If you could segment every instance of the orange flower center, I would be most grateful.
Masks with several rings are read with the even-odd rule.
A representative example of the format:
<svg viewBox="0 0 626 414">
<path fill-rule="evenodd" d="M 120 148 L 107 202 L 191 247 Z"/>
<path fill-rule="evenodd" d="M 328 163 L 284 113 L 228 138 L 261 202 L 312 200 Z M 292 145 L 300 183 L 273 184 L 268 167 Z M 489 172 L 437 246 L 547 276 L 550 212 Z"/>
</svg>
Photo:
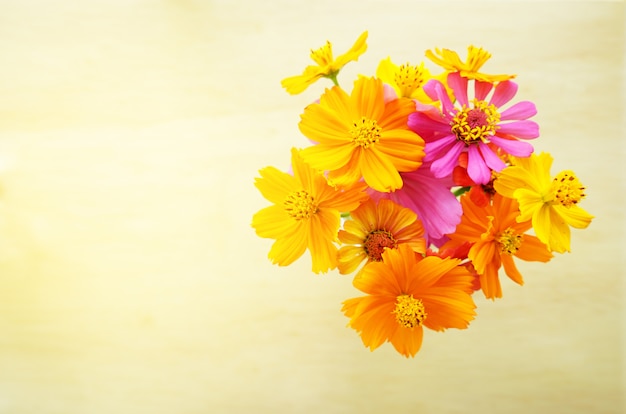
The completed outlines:
<svg viewBox="0 0 626 414">
<path fill-rule="evenodd" d="M 296 220 L 308 219 L 317 213 L 315 199 L 305 190 L 294 191 L 289 194 L 283 205 L 287 214 Z"/>
<path fill-rule="evenodd" d="M 585 197 L 585 186 L 574 175 L 573 171 L 561 171 L 552 180 L 554 201 L 565 207 L 578 204 Z"/>
<path fill-rule="evenodd" d="M 401 65 L 394 76 L 394 82 L 400 89 L 402 96 L 410 98 L 424 83 L 424 64 L 411 66 L 408 63 Z"/>
<path fill-rule="evenodd" d="M 468 145 L 478 141 L 488 142 L 500 122 L 495 105 L 477 99 L 473 100 L 473 104 L 473 108 L 463 105 L 450 124 L 456 138 Z"/>
<path fill-rule="evenodd" d="M 380 139 L 382 128 L 378 126 L 375 120 L 362 117 L 360 121 L 355 121 L 352 125 L 350 135 L 355 145 L 368 148 Z"/>
<path fill-rule="evenodd" d="M 400 295 L 396 298 L 396 308 L 393 310 L 396 321 L 405 328 L 421 326 L 426 319 L 426 309 L 421 300 L 413 295 Z"/>
<path fill-rule="evenodd" d="M 391 249 L 395 249 L 396 244 L 396 239 L 394 239 L 393 235 L 388 231 L 374 230 L 365 238 L 363 247 L 365 248 L 365 253 L 367 253 L 370 260 L 380 262 L 385 248 L 389 247 Z"/>
<path fill-rule="evenodd" d="M 522 235 L 516 234 L 512 228 L 507 228 L 496 237 L 500 253 L 515 254 L 522 245 Z"/>
</svg>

..........

▶ [Stated goal]: Rewrite the entries starting at the first line and ending at the line containing "380 139 L 382", with "orange" replaced by "yellow" and nothing else changed. Leave the pictures out.

▶ [Task answer]:
If you could segment every instance of the yellow flower center, I would be most grateful.
Masks with several rings are read with the even-odd rule.
A representative example of the format:
<svg viewBox="0 0 626 414">
<path fill-rule="evenodd" d="M 120 148 L 107 202 L 191 247 Z"/>
<path fill-rule="evenodd" d="M 328 163 L 284 113 L 228 138 L 261 202 L 312 200 Z M 292 145 L 300 183 L 273 184 L 268 167 Z M 489 172 L 437 246 L 547 276 L 550 212 Z"/>
</svg>
Photo:
The completed outlines:
<svg viewBox="0 0 626 414">
<path fill-rule="evenodd" d="M 296 220 L 308 219 L 317 213 L 315 199 L 305 190 L 294 191 L 289 194 L 283 205 L 287 214 Z"/>
<path fill-rule="evenodd" d="M 585 197 L 585 186 L 574 175 L 573 171 L 561 171 L 552 180 L 554 201 L 565 207 L 578 204 Z"/>
<path fill-rule="evenodd" d="M 401 65 L 394 76 L 394 82 L 400 89 L 402 96 L 410 98 L 424 83 L 424 64 L 411 66 L 408 63 Z"/>
<path fill-rule="evenodd" d="M 468 145 L 478 141 L 488 142 L 500 122 L 495 105 L 477 99 L 473 100 L 473 104 L 473 108 L 463 105 L 450 124 L 456 138 Z"/>
<path fill-rule="evenodd" d="M 380 139 L 382 128 L 378 126 L 375 120 L 362 117 L 360 121 L 355 121 L 352 125 L 350 135 L 355 145 L 368 148 Z"/>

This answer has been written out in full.